# TO BE DONE
1 > In the passage on the procurement dispute, on what date was the document with the deleted details of Appendix "A" sent to Brisk?
2 > Carry on the passage about the procurement dispute between Brisk and PWGSC from the point where it ends.

# SOURCE
(begin)

Regarding Brisk's allegation that Appendix "A" to Sani-Plus's bid did not meet the mandatory requirements of the RFSO, PWGSC argued that Brisk was mistaken. According to PWGSC, the trademark, code, size and price in Appendix "A" to the standing offer awarded to Sani-Plus (with incorrect descriptions of products 7 and 8) had been deleted from the document sent to Brisk on December 4, 2002. This document contained only the non-confidential elements of Appendix "A" to Sani-Plus's bid. PWGSC argued that Appendix "A" to Sani-Plus's bid fully met the requirements of the RFSO.

In response to Brisk's allegation that Sani-Plus was not the lowest bidder, PWGSC maintained that the bids had been evaluated in accordance with the requirements of the RFSO and that the trials had confirmed that Sani-Plus's bid was the lowest-priced responsive bid received. PWGSC further argued that, even assuming that Brisk's bid was lower than that of Sani-Plus for products 1 to 6 listed in Appendix "A," its overall bid price for the 19 products was higher. It therefore maintained that Brisk's claim in this regard was unfounded and that the overall price provided by Sani-Plus for the 19 products was lower than that of Brisk.

(end)

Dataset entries
(begin)

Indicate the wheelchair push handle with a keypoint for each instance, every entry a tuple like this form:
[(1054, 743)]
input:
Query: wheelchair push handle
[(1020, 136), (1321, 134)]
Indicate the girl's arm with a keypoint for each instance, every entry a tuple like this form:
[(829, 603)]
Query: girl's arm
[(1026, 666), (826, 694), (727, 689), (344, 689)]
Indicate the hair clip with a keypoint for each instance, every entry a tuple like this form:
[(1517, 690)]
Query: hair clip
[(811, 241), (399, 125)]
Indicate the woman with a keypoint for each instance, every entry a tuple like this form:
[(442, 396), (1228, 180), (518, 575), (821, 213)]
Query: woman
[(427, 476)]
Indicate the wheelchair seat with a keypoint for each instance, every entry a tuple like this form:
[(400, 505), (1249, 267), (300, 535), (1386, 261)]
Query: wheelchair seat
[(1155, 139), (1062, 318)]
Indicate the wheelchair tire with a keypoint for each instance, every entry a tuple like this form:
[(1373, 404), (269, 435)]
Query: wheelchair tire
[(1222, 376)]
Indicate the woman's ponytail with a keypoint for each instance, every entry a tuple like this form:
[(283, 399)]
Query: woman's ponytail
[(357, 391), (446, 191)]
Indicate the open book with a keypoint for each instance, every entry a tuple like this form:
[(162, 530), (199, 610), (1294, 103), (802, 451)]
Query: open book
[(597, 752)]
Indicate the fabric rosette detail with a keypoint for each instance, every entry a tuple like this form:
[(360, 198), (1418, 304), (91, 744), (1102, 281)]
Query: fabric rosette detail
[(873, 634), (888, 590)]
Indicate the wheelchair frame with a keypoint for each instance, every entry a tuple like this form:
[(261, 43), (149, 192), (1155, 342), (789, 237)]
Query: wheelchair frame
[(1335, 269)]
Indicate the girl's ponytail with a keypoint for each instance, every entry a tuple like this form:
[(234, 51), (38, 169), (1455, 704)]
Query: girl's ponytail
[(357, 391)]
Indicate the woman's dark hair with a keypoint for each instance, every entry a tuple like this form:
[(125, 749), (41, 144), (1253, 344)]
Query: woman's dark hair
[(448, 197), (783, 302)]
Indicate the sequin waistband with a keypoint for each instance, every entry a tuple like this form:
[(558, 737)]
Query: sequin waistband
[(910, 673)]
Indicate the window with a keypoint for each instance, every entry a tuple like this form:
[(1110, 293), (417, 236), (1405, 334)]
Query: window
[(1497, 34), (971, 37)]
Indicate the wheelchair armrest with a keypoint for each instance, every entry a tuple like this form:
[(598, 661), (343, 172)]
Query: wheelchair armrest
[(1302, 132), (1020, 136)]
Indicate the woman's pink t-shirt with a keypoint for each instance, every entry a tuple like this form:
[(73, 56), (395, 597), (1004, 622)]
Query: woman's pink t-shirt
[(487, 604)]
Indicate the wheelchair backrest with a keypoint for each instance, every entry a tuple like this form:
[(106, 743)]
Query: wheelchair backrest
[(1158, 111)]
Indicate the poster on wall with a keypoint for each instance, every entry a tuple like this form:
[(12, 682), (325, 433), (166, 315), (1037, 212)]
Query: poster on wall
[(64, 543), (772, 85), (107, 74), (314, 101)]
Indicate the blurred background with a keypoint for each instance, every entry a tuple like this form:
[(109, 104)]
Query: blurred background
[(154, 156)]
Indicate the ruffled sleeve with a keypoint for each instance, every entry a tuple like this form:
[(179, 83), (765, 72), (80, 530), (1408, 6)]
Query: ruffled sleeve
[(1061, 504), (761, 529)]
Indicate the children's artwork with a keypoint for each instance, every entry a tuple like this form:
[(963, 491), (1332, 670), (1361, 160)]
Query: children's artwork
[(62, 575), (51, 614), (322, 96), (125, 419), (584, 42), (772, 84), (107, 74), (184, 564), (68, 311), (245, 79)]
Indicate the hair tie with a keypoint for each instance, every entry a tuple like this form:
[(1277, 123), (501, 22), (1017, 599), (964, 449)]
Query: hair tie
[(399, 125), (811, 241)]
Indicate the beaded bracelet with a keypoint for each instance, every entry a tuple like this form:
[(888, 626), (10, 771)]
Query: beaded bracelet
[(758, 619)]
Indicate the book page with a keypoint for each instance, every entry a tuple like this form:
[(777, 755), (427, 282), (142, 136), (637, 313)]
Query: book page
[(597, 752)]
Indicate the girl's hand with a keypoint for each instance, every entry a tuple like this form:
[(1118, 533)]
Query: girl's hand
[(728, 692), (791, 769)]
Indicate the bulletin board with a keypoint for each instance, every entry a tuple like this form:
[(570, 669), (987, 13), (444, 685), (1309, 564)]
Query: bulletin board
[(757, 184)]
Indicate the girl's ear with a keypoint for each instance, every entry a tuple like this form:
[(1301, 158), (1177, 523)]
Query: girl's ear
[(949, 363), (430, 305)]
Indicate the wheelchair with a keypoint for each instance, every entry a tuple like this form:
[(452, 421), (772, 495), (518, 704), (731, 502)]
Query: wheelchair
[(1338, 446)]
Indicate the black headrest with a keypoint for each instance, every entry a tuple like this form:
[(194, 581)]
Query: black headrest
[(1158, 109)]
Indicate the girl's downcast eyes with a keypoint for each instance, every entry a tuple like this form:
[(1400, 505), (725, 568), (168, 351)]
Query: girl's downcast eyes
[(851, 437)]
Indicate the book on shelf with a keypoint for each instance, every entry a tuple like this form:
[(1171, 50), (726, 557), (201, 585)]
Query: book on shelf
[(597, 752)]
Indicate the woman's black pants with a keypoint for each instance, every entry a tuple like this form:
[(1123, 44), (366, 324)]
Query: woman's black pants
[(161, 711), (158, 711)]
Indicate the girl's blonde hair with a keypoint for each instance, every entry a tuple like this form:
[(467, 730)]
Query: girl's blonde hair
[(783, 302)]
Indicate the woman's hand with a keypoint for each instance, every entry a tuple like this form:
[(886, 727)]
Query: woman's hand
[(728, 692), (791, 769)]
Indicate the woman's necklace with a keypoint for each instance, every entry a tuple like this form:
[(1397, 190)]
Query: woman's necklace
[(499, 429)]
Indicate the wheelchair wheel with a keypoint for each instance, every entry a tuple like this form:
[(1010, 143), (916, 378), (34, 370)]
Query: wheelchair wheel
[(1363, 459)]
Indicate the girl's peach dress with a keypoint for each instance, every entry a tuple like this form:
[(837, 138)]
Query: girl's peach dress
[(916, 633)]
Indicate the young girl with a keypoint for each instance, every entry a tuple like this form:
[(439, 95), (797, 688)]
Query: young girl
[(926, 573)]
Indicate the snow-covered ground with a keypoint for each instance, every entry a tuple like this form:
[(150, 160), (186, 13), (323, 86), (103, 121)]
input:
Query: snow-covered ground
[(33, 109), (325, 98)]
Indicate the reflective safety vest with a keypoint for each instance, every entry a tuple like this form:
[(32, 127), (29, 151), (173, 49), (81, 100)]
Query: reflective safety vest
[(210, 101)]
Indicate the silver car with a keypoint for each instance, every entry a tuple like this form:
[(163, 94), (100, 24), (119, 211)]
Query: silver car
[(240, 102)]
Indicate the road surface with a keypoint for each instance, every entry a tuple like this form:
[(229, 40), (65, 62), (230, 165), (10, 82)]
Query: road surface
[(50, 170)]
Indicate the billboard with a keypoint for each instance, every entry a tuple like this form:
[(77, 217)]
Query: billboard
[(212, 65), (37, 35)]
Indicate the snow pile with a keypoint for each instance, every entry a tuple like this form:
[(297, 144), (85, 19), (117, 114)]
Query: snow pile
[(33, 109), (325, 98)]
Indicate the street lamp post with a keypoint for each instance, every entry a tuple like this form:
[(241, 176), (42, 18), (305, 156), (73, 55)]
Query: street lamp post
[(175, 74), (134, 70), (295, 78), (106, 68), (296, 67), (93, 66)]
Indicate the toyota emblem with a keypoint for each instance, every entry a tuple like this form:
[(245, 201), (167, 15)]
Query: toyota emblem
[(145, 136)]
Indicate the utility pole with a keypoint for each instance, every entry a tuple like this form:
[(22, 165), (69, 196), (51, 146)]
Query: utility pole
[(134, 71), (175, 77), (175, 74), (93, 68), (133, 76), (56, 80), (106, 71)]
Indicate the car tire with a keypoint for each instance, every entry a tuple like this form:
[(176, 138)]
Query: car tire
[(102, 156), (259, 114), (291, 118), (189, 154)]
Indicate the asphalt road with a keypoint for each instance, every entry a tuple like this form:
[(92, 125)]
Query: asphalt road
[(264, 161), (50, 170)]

(end)
(begin)

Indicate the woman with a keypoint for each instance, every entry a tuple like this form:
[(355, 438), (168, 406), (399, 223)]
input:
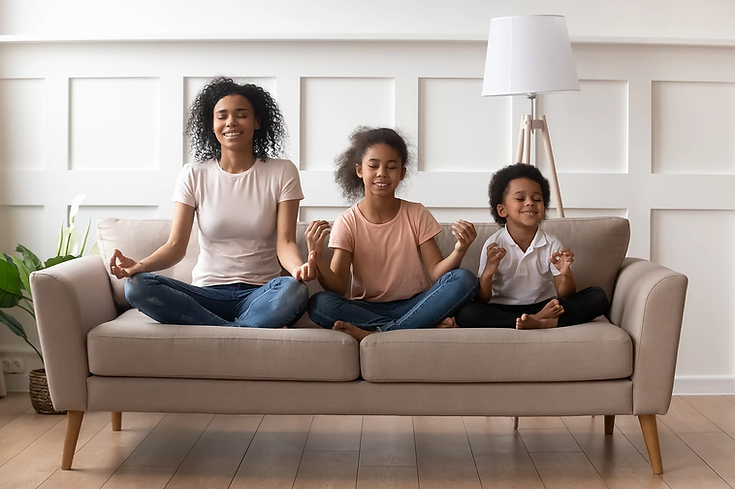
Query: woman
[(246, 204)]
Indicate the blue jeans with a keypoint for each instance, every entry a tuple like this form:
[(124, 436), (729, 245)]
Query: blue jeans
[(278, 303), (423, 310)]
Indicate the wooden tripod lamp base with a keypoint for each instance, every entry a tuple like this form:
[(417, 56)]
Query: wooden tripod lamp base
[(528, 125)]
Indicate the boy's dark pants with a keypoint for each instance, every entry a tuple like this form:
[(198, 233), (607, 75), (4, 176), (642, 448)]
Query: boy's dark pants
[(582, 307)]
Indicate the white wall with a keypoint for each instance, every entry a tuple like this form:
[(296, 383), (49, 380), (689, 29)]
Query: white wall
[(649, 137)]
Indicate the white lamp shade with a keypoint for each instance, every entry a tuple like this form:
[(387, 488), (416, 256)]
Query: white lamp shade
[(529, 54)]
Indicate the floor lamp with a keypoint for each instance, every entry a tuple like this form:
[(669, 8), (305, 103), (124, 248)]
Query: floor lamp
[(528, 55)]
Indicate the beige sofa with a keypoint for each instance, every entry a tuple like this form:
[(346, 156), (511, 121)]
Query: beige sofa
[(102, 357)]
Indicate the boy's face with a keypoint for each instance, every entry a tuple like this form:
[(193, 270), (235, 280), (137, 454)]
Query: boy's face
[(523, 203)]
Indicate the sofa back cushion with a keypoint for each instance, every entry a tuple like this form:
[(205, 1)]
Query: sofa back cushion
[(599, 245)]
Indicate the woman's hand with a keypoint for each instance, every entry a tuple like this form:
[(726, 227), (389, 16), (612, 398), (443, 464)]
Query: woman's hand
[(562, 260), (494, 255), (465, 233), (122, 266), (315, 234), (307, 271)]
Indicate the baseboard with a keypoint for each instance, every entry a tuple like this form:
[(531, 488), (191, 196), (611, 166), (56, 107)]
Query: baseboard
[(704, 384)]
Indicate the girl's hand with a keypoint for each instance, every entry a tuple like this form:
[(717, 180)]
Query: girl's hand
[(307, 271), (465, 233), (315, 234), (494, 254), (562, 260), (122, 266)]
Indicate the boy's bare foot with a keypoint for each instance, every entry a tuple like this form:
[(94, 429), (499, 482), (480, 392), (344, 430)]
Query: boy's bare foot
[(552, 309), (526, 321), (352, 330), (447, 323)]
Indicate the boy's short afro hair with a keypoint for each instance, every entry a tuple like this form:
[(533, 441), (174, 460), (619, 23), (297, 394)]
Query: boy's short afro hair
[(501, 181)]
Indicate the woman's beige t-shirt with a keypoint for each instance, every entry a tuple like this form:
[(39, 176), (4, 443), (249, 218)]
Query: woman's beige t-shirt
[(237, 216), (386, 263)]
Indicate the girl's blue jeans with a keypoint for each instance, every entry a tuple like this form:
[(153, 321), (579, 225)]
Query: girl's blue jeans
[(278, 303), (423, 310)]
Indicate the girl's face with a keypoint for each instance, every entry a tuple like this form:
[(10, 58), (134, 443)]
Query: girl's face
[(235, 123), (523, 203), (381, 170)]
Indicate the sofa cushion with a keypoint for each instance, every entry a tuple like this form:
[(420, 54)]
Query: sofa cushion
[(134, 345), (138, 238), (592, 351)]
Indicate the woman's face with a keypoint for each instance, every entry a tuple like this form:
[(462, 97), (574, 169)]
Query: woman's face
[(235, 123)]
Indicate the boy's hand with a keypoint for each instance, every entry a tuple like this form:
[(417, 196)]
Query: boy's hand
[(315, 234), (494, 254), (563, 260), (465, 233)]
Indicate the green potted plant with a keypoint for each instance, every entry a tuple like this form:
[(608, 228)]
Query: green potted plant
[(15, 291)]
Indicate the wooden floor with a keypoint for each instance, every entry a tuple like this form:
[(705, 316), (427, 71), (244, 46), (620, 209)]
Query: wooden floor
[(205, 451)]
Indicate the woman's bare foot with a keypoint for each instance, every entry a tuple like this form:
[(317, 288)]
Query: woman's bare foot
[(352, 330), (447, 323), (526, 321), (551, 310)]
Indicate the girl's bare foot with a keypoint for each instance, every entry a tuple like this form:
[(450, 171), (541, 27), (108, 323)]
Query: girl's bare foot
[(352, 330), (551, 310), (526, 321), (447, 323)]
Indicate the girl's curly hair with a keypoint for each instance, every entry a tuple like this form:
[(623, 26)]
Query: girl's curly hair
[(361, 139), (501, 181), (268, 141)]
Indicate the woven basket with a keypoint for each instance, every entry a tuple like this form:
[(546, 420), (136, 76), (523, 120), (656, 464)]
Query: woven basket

(end)

# ANSWERS FOR THE EXERCISE
1 > December 4, 2002.

2 >
PWGSC asked the Tribunal to award it the costs with respect to this case, given the frivolous and vexatious nature of certain allegations made by Brisk in the complaint.

Sani-Plus's Position

Sani-Plus argued, first and foremost, that there was no connection between anyone on the Sani-Plus team and the contracting authority. It further argued that it had participated in the site inspection of October 3, 2002, but had not instigated this visit. According to Sani-Plus, Sani-Marc had obtained permission to visit the site from the contracting authority and had conducted the site inspection along with Sani-Plus. Sani-Plus also claimed that Sani-Marc had contacted Sani-Plus on October 1, 2002, to ask it to be present at the site visit on October 3, 2002, to assist in its capacity as a specialist. It also maintained that, at the time, it still did not have the RFSO in its possession.

Brisk's Position

Brisk argued that it was prejudiced in the evaluation process and that the contracting authority had used its influence to allow Sani-Plus to obtain a trial period for its products and the award of this contract. Brisk also argued that the standing offer was awarded to Sani-Plus despite the fact that its bid did not comply with the requirements of the RFSO. It also stated that it believed that the contracting authority was in collusion with Sani-Plus.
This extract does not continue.